=== Selected passage ===
◆ ◆ ◆ ◆

CRCP design consists of two elements: slab thickness design and steel reinforcement design. The first national CRCP design procedures for slab thickness were developed with information from the AASHO Road Test and were included in the 1972 AASHTO Interim Guide for Design of Pavement Structures (AASHTO, 1981). However, the AASHO Road Test only included jointed concrete pavement sections and not CRCP sections. Distresses in jointed concrete pavements (CPCD) are quite different from the distresses observed in modern CRCP. In CRCP, transverse cracking is normal behavior and does not contribute to degradation of serviceability. The behavior of CPCD and CRCP and their effect on pavement performance is quite different from each other, so the use of the AASHO Road Test data for the development of CRCP design procedures is not rational. In some sense, state DOTs reverse-engineered the AASHTO design equations for CRCP design by selecting reasonable values for selected input variables. In 1986 and 1993, extensive revisions were made to the 1972 Interim Guide, and newer versions of the design guides were published. However, very little effort was made to improve the CRCP design portion, except that steel design equations were incorporated.

The department has used the AASHTO 93 Guide for the design of CRCP, and it has served the department well for the design of CRCP, despite its limitations. In March 2004, the NCHRP 1-37 report and the mechanistic-empirical pavement design guide software (MEPDG) were released. In 2005, the department initiated Research Project 0-4714-1 to evaluate the MEPDG for potential implementation. The study recommended, for various reasons, not to implement the MEPDG as a replacement for the design methods used at that time.

◆ ◆ ◆ ◆

Annotation data for object locations
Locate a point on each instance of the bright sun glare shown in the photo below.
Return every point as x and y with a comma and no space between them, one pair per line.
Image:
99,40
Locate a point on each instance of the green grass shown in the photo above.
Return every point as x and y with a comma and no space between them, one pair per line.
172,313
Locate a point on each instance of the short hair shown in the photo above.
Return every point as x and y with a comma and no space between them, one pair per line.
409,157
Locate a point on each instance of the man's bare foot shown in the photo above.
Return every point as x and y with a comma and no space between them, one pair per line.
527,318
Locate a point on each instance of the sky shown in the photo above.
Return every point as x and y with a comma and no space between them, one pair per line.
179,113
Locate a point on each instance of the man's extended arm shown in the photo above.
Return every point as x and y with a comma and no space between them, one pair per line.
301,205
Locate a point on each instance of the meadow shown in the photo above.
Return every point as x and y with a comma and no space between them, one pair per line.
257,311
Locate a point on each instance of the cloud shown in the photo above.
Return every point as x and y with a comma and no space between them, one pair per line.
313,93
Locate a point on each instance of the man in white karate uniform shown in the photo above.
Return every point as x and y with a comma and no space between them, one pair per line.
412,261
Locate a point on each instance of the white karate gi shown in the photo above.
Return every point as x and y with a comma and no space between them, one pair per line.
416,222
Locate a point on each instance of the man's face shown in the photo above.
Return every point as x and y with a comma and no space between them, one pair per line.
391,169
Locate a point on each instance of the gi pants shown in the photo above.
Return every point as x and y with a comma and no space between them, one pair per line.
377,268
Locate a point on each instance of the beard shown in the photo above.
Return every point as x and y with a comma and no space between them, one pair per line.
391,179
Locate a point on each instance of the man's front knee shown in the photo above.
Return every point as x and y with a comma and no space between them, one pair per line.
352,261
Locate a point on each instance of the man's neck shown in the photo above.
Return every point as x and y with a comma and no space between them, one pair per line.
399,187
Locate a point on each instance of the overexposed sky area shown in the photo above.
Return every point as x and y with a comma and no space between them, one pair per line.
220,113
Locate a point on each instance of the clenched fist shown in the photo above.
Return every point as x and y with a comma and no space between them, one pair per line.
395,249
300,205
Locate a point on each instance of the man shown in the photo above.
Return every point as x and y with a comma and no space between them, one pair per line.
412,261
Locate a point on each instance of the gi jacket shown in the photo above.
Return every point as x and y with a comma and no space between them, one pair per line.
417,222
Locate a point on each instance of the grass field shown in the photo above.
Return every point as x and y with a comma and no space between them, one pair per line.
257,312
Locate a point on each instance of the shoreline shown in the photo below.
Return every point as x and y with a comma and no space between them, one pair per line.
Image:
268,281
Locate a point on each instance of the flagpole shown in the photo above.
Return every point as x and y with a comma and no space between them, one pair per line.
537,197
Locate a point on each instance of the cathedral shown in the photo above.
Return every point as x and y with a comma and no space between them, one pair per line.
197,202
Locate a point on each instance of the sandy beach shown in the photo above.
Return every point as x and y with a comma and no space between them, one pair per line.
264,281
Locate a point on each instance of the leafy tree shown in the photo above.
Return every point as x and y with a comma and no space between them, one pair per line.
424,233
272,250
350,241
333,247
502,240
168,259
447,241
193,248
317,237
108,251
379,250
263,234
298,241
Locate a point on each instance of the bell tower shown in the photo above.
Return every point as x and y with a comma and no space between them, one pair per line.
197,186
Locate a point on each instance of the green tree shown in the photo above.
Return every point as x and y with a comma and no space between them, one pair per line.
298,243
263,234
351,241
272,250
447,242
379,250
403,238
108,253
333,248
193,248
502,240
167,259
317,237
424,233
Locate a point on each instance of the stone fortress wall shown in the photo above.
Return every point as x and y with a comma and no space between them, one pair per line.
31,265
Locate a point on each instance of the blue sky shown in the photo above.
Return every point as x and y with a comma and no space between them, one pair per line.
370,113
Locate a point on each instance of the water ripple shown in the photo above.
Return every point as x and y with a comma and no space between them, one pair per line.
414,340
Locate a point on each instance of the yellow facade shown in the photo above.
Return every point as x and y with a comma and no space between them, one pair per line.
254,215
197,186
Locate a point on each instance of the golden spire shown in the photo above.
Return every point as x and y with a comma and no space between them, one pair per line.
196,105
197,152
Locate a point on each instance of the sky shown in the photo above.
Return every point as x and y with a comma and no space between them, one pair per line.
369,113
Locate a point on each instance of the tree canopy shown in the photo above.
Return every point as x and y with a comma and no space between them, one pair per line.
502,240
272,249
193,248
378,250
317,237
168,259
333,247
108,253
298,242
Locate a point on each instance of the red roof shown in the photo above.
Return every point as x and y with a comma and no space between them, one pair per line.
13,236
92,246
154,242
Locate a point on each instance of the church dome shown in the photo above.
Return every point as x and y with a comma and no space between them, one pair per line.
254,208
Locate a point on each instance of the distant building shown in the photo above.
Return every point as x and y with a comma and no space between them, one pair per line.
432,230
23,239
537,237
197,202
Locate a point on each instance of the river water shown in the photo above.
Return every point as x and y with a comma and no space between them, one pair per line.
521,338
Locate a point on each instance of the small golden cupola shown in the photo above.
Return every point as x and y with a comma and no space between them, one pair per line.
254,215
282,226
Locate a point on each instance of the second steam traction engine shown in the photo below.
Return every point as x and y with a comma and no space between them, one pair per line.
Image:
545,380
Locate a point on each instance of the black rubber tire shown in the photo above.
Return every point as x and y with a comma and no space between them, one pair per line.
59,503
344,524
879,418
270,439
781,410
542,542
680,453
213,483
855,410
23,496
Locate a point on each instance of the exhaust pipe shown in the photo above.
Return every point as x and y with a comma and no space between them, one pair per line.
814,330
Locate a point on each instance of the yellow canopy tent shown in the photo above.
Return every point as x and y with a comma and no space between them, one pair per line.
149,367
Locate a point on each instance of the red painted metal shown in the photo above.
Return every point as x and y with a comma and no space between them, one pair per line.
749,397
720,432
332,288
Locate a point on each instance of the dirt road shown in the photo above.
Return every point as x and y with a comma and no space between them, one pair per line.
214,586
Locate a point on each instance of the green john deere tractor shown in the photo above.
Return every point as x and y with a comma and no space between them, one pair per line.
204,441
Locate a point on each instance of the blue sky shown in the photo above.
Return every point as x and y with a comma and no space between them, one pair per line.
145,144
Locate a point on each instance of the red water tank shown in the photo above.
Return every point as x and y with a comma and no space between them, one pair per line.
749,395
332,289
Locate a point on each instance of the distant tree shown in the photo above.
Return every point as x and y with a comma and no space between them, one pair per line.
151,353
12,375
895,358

◆ ◆ ◆ ◆

=== Actions to take ===
**1)** Reproduce the CRCP design passage from "The department has" to "at that time.", changing "MEPDG" to "ME design guide" throughout.
**2)** Find each line of the records that contains the word "golden" and copy those lines.
The CRCP design passage and the records are unrelated material.

=== The replies ===
**1)**
The department has used the AASHTO 93 Guide for the design of CRCP, and it has served the department well for the design of CRCP, despite its limitations. In March 2004, the NCHRP 1-37 report and the mechanistic-empirical pavement design guide software (ME design guide) were released. In 2005, the department initiated Research Project 0-4714-1 to evaluate the ME design guide for potential implementation. The study recommended, for various reasons, not to implement the ME design guide as a replacement for the design methods used at that time.

**2)**
Locate a point on each instance of the golden spire shown in the photo above.
Locate a point on each instance of the small golden cupola shown in the photo above.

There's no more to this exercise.